Top of Supplied data

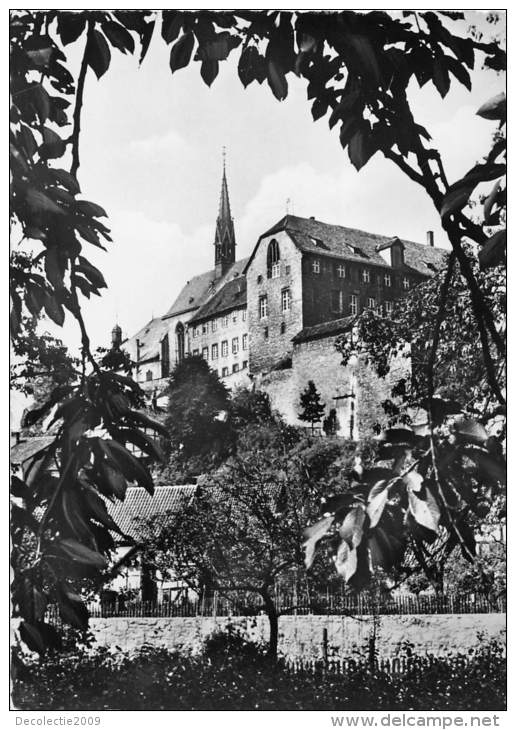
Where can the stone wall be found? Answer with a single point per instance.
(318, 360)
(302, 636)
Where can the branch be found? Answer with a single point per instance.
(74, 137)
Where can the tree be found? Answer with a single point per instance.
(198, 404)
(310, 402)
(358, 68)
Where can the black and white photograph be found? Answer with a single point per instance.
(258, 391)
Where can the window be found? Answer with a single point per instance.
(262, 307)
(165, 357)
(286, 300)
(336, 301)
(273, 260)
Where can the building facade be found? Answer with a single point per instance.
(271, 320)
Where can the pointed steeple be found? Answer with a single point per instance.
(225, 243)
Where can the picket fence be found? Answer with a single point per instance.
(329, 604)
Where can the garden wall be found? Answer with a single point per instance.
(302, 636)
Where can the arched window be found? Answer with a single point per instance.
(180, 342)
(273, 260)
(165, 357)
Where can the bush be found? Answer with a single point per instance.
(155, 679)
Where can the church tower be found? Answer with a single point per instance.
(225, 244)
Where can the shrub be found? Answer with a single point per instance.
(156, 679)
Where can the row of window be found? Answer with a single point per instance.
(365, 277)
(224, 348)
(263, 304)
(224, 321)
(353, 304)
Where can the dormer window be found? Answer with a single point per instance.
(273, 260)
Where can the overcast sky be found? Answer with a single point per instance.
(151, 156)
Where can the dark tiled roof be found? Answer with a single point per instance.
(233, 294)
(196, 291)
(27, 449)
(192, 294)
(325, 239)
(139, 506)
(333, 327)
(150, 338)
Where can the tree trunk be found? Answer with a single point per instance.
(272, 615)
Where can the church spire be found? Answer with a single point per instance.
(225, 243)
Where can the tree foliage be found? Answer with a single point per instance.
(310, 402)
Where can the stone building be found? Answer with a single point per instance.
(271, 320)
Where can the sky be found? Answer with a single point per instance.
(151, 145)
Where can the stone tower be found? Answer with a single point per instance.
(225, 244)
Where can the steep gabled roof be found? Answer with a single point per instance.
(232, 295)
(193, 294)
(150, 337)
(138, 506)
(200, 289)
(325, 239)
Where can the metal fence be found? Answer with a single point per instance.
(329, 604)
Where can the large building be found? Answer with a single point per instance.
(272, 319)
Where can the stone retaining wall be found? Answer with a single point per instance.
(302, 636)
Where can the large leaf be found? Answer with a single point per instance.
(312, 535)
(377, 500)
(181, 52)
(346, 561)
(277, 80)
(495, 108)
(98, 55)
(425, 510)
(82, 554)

Bottom of Supplied data
Top of Supplied data

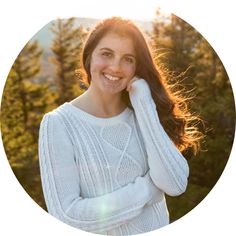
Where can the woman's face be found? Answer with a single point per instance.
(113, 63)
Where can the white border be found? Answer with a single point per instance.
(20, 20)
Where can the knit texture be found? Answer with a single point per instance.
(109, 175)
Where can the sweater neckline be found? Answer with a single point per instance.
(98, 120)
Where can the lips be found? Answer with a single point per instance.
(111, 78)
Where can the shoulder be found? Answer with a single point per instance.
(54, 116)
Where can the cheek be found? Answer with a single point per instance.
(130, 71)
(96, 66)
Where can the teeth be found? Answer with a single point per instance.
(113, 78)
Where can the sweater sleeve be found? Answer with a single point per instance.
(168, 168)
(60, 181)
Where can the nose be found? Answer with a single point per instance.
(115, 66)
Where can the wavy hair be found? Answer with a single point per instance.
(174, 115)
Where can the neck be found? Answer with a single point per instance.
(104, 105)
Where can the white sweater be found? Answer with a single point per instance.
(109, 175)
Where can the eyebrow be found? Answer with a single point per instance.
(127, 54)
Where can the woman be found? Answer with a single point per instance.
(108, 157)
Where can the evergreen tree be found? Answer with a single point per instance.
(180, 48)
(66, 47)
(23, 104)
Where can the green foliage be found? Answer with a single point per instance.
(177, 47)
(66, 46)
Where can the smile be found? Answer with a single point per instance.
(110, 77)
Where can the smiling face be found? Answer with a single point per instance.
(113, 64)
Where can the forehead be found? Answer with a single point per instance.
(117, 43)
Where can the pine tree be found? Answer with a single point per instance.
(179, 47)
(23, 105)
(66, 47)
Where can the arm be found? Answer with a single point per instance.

Bottom of Supplied data

Retype exactly the lines of the data above that fall between the line with "Where can the smiling" and the line with "Where can the arm", inclusive, and add nothing.

Where can the smiling face be found? Answer with a single point per instance.
(113, 64)
Where can the forehead be found? Answer with a single point per instance.
(117, 43)
Where can the pine tree be found? Answer with a single point per instance.
(179, 47)
(23, 105)
(66, 47)
Where can the arm be found? Answer with a single point per instance.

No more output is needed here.